### Aim
Give back the material below word for word, leaving out any pictures.

### Material supplied
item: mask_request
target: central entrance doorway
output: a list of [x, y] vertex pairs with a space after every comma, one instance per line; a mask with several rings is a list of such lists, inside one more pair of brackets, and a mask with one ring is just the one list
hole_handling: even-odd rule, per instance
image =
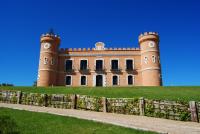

### Reply to the task
item: mask_request
target: central entrance doorway
output: a list of [x, y] vertex pairs with a space after every comma, one instance per line; a mask with several rings is a list of such lists, inside one more pair of brackets, and a mask with one ring is just the one list
hole_handling: even-odd rule, per instance
image =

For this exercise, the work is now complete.